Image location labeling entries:
--*--

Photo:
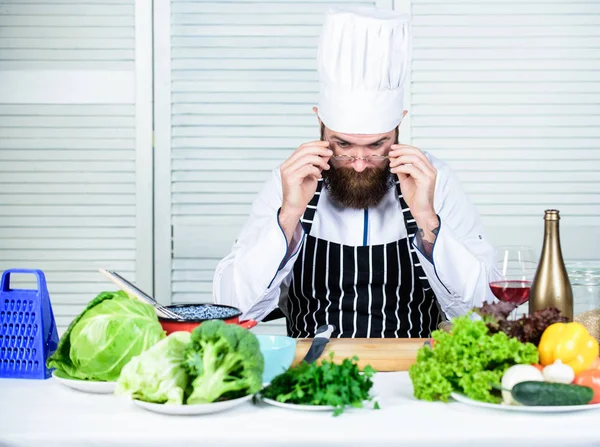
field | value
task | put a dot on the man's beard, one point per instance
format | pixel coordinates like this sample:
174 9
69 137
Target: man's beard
358 190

--*--

WHAT IS EXPECTED:
Copy every line of the rows, requests included, but leave out the pictures. Multiply each pixel coordinate in the answers by 0.7 and round to the nearest whole number, with halves rounding up, keeping the numbers in the requests and their format samples as they are.

COMPLETE OUTPUT:
Photo:
field | value
task | put a dot on the man's beard, one point per instance
format | pixel coordinates like this sample:
174 9
69 137
Target: man's beard
251 133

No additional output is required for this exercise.